**TASK REQUIREMENTS:**
1/ Indicate whether each statement below agrees with the description of the book Almost Home, answering yes or no and quoting the words of the description that decide it: (a) Janet Brown was born in Alaska. (b) Janet Brown is a former bookseller who lives in Seattle. (c) Kim Fay is the author of The Coroner's Lunch.
2/ Proceed with the description of the book Almost Home, writing on from the point at which it stops.

Almost Home
The Asian Search of a Geographic Trollop
by Janet Brown
Certain that she wants to spend the rest of her life in Bangkok, Janet Brown moves to Thailand, only to find bombs and civil unrest in the Land of Smiles. She sets off to find her new home in Asia, looking in Hong, Kong, Beijing, and Penang with mixed results.
Janet Brown
Janet Brown is a former bookseller who lives in Seattle and travels to Asia whenever she can. Born in Manhattan and brought up in Alaska, she tends to be attracted to extremes. She hates bad coffee, bedbugs, and writing her own marketing material.
“In Almost Home, Janet Brown writes with the affability of a wise local who’s delighted to stroll with you through her Asian city streets and wryly point out all the things you wouldn’t have noticed if you’d gone on your own. That’s what travel writing is all about.”—Colin Cotterill, author of The Coroner’s Lunch, Grandad There’s a Head on the Beach, and The Woman Who Wouldn’t Die.
“Janet’s talent as a traveler is to immerse herself without reservation or motive in the experience, and her talent as a writer is to convey that experience without a filter. Not for her wieldy paragraphs expounding on the social significance of this or her own emotions regarding that. Instead, you open the page and you are, simply, wonderfully, there.”—Kim Fay, author of Map of Lost Memories.

**EXTRACTED DATA:**
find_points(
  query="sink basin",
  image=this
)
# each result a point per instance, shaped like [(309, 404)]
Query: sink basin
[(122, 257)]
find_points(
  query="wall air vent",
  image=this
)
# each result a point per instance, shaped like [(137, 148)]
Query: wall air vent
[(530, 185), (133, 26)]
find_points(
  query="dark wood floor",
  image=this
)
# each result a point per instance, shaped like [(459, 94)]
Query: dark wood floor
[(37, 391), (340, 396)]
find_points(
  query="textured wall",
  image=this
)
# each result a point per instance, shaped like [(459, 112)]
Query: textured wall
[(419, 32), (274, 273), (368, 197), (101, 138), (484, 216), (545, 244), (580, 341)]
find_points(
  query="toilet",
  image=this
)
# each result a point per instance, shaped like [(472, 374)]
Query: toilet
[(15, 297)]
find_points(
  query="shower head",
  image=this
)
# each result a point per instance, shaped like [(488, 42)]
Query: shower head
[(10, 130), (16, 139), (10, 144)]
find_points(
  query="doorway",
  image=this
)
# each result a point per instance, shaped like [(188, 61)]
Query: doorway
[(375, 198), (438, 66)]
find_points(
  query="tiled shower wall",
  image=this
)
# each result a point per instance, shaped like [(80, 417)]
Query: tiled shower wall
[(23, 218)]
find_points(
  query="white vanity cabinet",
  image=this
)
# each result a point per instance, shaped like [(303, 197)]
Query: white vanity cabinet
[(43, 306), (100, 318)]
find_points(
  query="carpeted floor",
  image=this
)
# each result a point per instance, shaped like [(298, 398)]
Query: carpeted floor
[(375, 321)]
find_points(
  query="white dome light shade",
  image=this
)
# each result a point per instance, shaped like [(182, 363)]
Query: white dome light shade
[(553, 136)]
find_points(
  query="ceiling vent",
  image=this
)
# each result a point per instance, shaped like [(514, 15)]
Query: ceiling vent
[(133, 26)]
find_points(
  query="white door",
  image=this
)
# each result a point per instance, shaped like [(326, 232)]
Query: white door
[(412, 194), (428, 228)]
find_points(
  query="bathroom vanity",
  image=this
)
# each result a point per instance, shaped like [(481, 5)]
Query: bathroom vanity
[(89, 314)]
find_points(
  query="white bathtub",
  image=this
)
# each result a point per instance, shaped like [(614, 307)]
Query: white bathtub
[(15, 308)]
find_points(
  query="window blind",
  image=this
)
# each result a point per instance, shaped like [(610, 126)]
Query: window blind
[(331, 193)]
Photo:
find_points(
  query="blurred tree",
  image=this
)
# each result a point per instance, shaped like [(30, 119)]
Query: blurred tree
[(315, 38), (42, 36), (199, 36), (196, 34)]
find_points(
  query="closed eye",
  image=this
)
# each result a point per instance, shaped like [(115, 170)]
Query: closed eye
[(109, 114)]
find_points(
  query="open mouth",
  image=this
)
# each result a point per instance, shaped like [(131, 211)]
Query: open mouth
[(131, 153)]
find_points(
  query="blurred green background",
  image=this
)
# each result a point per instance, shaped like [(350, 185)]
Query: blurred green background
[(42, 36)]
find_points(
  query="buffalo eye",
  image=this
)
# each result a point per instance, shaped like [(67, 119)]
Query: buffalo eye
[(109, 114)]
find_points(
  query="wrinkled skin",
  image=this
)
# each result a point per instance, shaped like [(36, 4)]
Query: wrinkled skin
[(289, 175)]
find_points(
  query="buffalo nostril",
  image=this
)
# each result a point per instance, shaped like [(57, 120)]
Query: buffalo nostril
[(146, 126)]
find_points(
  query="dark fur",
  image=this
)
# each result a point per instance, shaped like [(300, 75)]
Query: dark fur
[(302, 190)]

**EXPECTED ANSWERS:**
1/
(a) No: "Born in Manhattan and brought up in Alaska"
(b) Yes: "Janet Brown is a former bookseller who lives in Seattle"
(c) No: "Kim Fay, author of Map of Lost Memories."

2/
"Janet Brown's poignant travelogue is less a testament to the wunderlust many of us experience at some point in our lives, if we're lucky, than it is the gnawing itinerancy many of us experience in our very souls. Certainly, Ms. Brown revels in the exoticism of her varying Far Eastern homes, and yet, whereas some people who feel that they belong to one place but live in another find themselves content in neither, Ms. Brown ultimately accommodates a peace within herself from which we can all learn. It is this simple yet elusive beauty, the everyday, universal marvels, that she so eloquently expresses and makes Almost Home so worthwhile."—-Peter Charles Melman, author of Landsman.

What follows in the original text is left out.